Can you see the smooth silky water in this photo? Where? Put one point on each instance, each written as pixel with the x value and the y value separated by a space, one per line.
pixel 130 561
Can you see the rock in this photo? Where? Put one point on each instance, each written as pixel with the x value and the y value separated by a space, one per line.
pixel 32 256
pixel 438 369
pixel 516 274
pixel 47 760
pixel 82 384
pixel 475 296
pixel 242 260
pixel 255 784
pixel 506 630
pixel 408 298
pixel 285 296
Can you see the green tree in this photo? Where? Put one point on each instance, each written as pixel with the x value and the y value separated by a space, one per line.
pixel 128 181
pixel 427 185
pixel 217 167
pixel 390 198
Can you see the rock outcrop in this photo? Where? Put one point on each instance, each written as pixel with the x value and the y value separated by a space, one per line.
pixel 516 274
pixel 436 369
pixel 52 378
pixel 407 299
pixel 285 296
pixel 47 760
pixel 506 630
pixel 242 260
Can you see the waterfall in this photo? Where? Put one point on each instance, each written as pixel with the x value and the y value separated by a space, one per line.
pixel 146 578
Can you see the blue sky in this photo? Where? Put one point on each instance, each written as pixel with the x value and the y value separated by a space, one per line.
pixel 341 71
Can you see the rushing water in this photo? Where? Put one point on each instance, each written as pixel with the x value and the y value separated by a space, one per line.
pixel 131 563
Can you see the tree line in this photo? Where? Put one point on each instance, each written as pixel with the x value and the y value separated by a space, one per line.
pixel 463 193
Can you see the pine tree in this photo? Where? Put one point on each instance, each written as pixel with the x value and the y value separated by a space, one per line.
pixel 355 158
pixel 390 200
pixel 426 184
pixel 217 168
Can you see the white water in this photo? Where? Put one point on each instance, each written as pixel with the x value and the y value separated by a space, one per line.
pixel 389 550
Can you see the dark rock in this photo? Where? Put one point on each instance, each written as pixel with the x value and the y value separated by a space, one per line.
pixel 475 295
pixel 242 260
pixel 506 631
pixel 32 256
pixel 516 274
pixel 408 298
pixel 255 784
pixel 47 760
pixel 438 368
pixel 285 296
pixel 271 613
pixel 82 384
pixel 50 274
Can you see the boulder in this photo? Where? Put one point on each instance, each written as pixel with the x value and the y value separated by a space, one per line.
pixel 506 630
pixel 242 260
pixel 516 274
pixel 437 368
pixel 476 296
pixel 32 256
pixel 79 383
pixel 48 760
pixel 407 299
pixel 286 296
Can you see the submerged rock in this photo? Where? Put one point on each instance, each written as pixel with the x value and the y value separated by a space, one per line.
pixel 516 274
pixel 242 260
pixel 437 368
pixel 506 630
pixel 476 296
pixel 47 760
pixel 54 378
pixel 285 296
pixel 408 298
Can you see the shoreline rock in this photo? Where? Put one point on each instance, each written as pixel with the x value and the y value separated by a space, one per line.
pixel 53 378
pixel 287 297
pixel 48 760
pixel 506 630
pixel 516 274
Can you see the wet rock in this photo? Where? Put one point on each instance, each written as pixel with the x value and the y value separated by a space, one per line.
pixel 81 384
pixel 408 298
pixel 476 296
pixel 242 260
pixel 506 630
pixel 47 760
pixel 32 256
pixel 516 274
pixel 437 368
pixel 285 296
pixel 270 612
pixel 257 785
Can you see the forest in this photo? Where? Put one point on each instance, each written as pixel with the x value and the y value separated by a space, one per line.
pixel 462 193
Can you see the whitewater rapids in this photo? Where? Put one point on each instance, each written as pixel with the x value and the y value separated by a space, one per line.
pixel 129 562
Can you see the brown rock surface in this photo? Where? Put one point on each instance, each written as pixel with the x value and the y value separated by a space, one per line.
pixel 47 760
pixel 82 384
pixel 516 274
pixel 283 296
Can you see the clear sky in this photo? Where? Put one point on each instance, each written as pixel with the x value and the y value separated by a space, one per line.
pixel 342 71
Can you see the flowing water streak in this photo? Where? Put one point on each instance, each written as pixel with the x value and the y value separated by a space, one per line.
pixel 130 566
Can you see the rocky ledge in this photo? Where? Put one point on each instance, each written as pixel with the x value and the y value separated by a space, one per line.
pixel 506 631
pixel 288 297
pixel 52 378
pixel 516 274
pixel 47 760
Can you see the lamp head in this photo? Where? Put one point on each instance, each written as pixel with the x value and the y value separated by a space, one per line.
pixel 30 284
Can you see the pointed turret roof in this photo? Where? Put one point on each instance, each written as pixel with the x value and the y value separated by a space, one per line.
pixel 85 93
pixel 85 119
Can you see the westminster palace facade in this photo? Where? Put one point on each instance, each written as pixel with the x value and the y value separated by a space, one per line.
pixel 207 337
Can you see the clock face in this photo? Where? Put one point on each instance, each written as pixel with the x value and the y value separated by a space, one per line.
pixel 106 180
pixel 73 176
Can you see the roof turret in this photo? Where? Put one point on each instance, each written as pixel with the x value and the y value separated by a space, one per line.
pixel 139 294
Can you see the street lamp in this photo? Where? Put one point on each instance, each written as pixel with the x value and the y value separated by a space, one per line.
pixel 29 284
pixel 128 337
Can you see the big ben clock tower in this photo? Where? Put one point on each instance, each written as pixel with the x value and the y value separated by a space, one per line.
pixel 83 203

- Activity: Could you retype exactly the lines above from the one containing "Can you see the big" through the last line of the records, both included, and nothing else?

- Your solution:
Can you see the big ben clock tower in this photo? Where? Put one point on each instance, each written as pixel with the x value and the y value separated by a space, one per line.
pixel 83 203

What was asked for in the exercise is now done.